Passage to read: Begin

Ethnicity mismatches in administrative data linkages

children of different ethnicities

Dr Alice Wickersham is a Research Associate at the Institute of Psychiatry, Psychology & Neuroscience (IoPPN) King’s College London and Academic Lead for the CAMHS Digital Lab, focusing on clinical and population analytics. Her PhD was funded by the NIHR Maudsley BRC and investigated depression and school performance using linked data from the Department of Education and data from Clinical Record Interactive Search (CRIS) system.

In this blog she reflects on the journey of exploring the two datasets, how she discovered a mismatch in their ethnicity variables and what this means for research in this area. With other authors from IoPPN and South London and Maudsley NHS Foundation Trust she has published a paper on this subject in BMJ Open.

A promising start

It was 2019 and the beginning of my PhD. I’d just got my hands on the dataset that I’d be using for the next three years. It was an amazing dataset – 276,655 individuals, hundreds of variables, and bringing together administrative data from both school records (supplied by the Department for Education) and from child and adolescent mental health services (supplied by South London and the Maudsley NHS Foundation Trust through the Clinical Record Interactive Search).

Passage to read: End
Exercise data: Begin

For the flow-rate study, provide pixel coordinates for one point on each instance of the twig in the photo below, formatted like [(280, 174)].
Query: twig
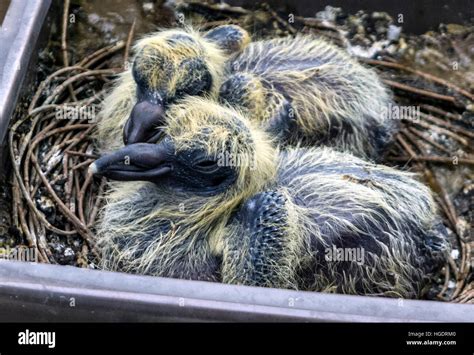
[(422, 74), (421, 92), (129, 43)]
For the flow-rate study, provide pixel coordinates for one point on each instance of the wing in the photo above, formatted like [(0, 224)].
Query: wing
[(258, 247)]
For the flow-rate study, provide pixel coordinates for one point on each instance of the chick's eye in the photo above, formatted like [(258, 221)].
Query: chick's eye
[(206, 165)]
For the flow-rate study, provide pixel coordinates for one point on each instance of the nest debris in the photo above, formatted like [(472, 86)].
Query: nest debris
[(55, 200)]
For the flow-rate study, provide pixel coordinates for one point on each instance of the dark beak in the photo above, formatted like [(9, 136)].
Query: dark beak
[(142, 125), (140, 161)]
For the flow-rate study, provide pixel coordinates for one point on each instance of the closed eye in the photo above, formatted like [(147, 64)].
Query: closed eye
[(207, 165)]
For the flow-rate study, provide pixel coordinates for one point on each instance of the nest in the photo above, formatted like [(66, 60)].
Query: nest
[(56, 202)]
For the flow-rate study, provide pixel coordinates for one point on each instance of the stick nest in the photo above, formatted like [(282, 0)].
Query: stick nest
[(56, 203)]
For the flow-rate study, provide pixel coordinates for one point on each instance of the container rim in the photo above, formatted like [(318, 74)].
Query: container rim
[(41, 292)]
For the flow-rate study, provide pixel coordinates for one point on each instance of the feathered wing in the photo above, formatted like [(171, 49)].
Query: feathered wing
[(372, 229)]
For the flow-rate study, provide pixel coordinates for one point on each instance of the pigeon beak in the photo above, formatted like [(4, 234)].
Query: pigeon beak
[(141, 126), (136, 162)]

Exercise data: End

### Study questions:
1. Decide whether each statement below agrees with the passage on ethnicity mismatches, answering yes or no and quoting the deciding words of that passage. (a) The dataset brought together records for 276,655 individuals. (b) Wickersham's PhD was funded by the Department for Education. (c) The paper on this subject appeared in BMJ Open.
2. Reproduce the part of the passage on ethnicity mismatches that opens with the words "A promising start" and closes with "Record Interactive Search).".

### Answers per task:
1.
(a) Yes: "276,655 individuals"
(b) No: "Her PhD was funded by the NIHR Maudsley BRC"
(c) Yes: "published a paper on this subject in BMJ Open"

2.
A promising start

It was 2019 and the beginning of my PhD. I’d just got my hands on the dataset that I’d be using for the next three years. It was an amazing dataset – 276,655 individuals, hundreds of variables, and bringing together administrative data from both school records (supplied by the Department for Education) and from child and adolescent mental health services (supplied by South London and the Maudsley NHS Foundation Trust through the Clinical Record Interactive Search).